Given text Block Start
No other cooking method gives rise to quite so many myths and legends as the microwave. Partly because it is one of the most recently introduced and partly because it abandons the ageold security of fire in favour of a technology which, until a few years ago, seemed to have been borrowed from an extraterrestrial spaceship. One of the most widespread myths regarding the microwave oven has to do with food nutrients. In brief, or so the story goes, a dish cooked with this technique would have most of its beneficial substances destroyed, primarily vitamins and minerals. Because of the electromagnetic waves, even a pizza which contains several “healthy” ingredients risks becoming a food whose only effect would be to make us fat, without any nutritional benefit. Is that true?
Not wanting to keep you on tenterhooks any longer, let’s just say that you will not have to rush into the kitchen to throw your beloved frozen pizzas into the garbage bin. Now let’s try to understand why. First of all: do you know how a microwave oven works? Basically, waves similar to those used by your phone or television antenna are generated inside the oven. These waves change polarity millions of times in one second, and also change the polarity of the molecules they encounter. Imagine the wind blowing on a propeller: it will turn in whatever direction the wind blows. If the wind changes direction, the propeller will do likewise. If the molecules are those of the food we cook and in particular if they contain water, their polarity will change so quickly as to generate heat. In microwave cooking, therefore, the food cooks “from within”. So, now do you understand why the plate holding your pizza is never hot? Because it does not contain water.
Given text Block End
Source material Block Start
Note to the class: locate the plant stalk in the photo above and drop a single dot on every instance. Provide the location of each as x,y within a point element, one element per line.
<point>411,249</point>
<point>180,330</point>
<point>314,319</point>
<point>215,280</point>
Source material Block End
- _What you will do_
Continue the microwave-cooking text from its last sentence. These records have no connection to the text about microwave cooking.

- _Answer to this task_
On the grounds of this explanation you will clearly see that it is mainly water that heats food in a microwave oven. And it is for this same reason that, from a nutritional viewpoint, the cooked food is no different from a dish that has been boiled or braised for instance. This is a discussion among friends, as though we were enjoying a nice cup of coffee in a snack bar. But there are some people who have spent time studying the issue, even as far back as1982.The effect of microwaves on nutrient value of foods, a report by Cross and Fung, has put the delicate question of the interaction between microwaves and nutritional substances in black and white, when this cooking technique started to catch on in kitchens around the world. The two academics analyzed and compared traditional and microwave cooking methods to verify whether substantial differences exist in the retention of carbohydrates, proteins, fats, vitamins and minerals. It emerged that the differences are irrelevant enough to debunk the myth of the microwave oven being a “vitamin killer”. Some may object that a minimum difference is nevertheless a difference. Correct, but a research of 1985 carried out by Hoffman and Zabik established that modern microwave ovens (modern for the time, that is) had been improved to such an extent that this minimum difference had not only been ironed out but actually made microwave cooking preferable, and could now be considered an ideal way to preserve nutritional substances! This result was further endorsed in 1989 by a study effected by Dr. Klein B.P.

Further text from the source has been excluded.